Problem: Each record below should be returned word for word, with no pictures included.

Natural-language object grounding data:
══════

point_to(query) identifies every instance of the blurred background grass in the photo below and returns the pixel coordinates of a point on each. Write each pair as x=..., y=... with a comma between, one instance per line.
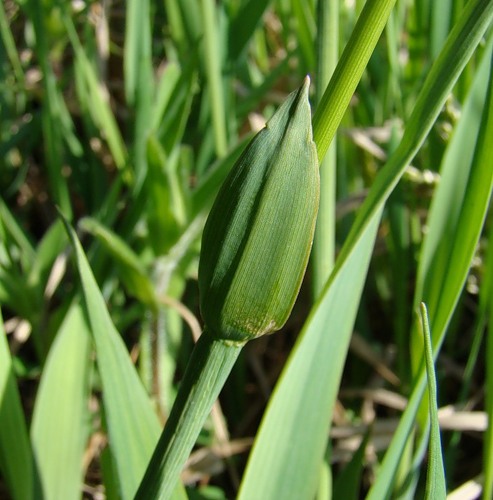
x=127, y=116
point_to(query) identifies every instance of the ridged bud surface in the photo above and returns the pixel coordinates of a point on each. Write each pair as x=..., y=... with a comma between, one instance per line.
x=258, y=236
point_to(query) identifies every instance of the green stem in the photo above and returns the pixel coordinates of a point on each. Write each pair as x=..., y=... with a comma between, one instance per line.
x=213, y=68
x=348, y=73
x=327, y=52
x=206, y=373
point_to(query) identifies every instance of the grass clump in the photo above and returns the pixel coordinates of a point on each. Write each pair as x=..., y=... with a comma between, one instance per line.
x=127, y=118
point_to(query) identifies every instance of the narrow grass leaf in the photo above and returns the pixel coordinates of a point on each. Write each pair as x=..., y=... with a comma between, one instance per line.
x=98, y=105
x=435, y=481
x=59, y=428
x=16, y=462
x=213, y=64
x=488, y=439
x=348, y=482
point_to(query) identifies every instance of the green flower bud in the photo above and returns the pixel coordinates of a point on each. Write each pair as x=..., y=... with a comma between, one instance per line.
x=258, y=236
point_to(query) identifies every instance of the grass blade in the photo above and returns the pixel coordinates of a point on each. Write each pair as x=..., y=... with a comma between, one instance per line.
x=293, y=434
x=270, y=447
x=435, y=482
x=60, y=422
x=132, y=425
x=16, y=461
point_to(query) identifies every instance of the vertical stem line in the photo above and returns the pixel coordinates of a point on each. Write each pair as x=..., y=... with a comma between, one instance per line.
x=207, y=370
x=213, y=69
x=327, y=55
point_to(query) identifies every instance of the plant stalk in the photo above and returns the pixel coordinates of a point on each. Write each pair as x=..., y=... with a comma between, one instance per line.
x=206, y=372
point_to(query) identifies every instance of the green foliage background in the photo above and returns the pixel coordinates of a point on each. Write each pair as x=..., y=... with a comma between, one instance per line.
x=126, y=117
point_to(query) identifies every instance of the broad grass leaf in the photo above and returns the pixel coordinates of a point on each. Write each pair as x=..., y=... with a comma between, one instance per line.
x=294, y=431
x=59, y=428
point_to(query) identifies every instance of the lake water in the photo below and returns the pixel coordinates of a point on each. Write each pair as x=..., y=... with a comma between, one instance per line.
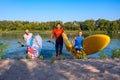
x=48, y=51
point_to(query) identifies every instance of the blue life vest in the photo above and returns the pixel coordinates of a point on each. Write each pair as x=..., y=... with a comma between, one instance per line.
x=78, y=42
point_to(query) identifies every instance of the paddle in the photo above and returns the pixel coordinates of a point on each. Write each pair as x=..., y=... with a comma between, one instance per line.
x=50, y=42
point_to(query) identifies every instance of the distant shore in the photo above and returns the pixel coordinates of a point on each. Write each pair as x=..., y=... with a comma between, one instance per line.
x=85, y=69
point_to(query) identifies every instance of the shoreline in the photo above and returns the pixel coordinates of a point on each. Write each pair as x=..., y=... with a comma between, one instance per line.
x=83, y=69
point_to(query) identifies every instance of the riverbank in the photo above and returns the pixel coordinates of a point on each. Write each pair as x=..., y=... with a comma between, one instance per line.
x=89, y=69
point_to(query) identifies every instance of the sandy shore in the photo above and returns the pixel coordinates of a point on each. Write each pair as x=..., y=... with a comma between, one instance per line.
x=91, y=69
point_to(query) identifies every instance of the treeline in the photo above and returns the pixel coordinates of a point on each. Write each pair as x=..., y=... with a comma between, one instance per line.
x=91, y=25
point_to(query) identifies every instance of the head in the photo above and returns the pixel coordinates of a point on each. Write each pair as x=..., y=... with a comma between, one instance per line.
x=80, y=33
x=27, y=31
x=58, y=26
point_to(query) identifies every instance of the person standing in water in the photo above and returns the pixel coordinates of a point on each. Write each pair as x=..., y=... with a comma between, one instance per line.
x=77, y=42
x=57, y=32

══════

Answer to this exercise:
point_to(query) identifies every instance of the blurred background grass in the photo below and returns the pixel coordinates of a point on each. Write each pair as x=..., y=... with a comma between, one instance per line.
x=127, y=116
point_to(query) identifies every instance of the ridged bud surface in the photo above and returns the pixel coordinates of a point on each. Write each pair as x=..., y=... with a comma between, one instance per line.
x=258, y=236
point_to(query) identifies every instance of the green stem in the photo above and returns the pixel coordinates of a point on each. Write each pair as x=..., y=... with a comma between, one instance per line.
x=213, y=68
x=348, y=73
x=327, y=52
x=206, y=373
point_to(query) identifies every instance of the grass clump in the photo above and returns the pixel coordinates of a point on each. Write each pair as x=..., y=... with a comma between, one instance per line.
x=127, y=118
point_to(query) identifies every instance of the narrow grass leaf in the photo above and returns the pixel coordinates of a point on each. Write each pair as x=..., y=... with a comma between, one instance per line.
x=98, y=105
x=435, y=481
x=59, y=428
x=16, y=462
x=213, y=64
x=488, y=439
x=348, y=482
point_to(query) identifies every instance of the green flower bud in the photo above and returns the pixel coordinates of a point on each. Write each pair as x=..., y=... with a comma between, one instance per line.
x=258, y=236
point_to(query) identifies every instance of the grass blade in the photo above and returns the pixel coordinates of a point on each. Write each pair as x=..., y=... with a comma between, one instance per line.
x=293, y=434
x=270, y=447
x=435, y=482
x=60, y=422
x=132, y=425
x=16, y=461
point_to(query) identifies every instance of the vertical stem line in the photo above and returns the pixel coordinates of a point on each. Write each pair as x=..., y=... with a comma between, one instance per line.
x=207, y=370
x=213, y=69
x=327, y=55
point_to(query) identifies every instance of the plant stalk in the photo above and returns the pixel coordinates of a point on each. Write each pair as x=..., y=... with a comma between, one instance per line.
x=206, y=372
point_to(query) identifies every instance of the green foliage background in the photo above and returns the pixel coordinates of a point on each. Write each pair as x=..., y=... with a comma between, one instance per line.
x=126, y=117
point_to(query) identifies every instance of the broad grass leaf in the photo above and returns the pixel coordinates of a point on each. Write each pair as x=..., y=... with a comma between, one instance per line.
x=294, y=431
x=59, y=428
point_to(query) identifies every instance of the lake water in the photo below and returns the pixel coordinates of a point on each. Write each pair as x=..., y=... with a comma between, one instance per line.
x=48, y=51
point_to(query) identifies every instance of the blue life vest in the photo above and returns the pixel coordinates of a point on each. Write each pair as x=..., y=... with a comma between, one instance per line.
x=78, y=42
point_to(query) identifies every instance of the paddle in the photo above and returns the pixel coordinates of a point on each. Write each pair as x=..., y=... with a comma between, one instance per line.
x=50, y=42
point_to(query) identifies every instance of the distant shore in the photo above and returns the pixel coordinates of a point on each. Write each pair as x=..., y=... with a comma between, one instance per line.
x=85, y=69
point_to(query) identifies every instance of the shoreline in the photo above and returns the pixel coordinates of a point on each. Write each pair as x=..., y=... with a comma between, one instance per line.
x=83, y=69
point_to(query) identifies every instance of the riverbank in the photo above and returns the pixel coordinates of a point on each. Write each pair as x=..., y=... with a comma between, one instance per line.
x=89, y=69
point_to(query) identifies every instance of the sandy shore in the photo above and returns the pixel coordinates of a point on each. Write each pair as x=..., y=... with a comma between, one instance per line.
x=91, y=69
point_to(query) identifies every instance of the treeline in the photo above and returns the pixel coordinates of a point on each. Write each pair as x=..., y=... with a comma between, one instance per line.
x=91, y=25
point_to(query) identifies every instance of the head in the photo above and returns the pixel coordinates of a point on each. Write each pair as x=..., y=... with a comma between, one instance per line.
x=80, y=33
x=27, y=31
x=58, y=26
point_to(query) identifies every instance of the person standing in water in the photo above and returns the pixel coordinates of a point on each. Write each pair as x=..., y=... with a comma between, one instance per line.
x=77, y=42
x=57, y=32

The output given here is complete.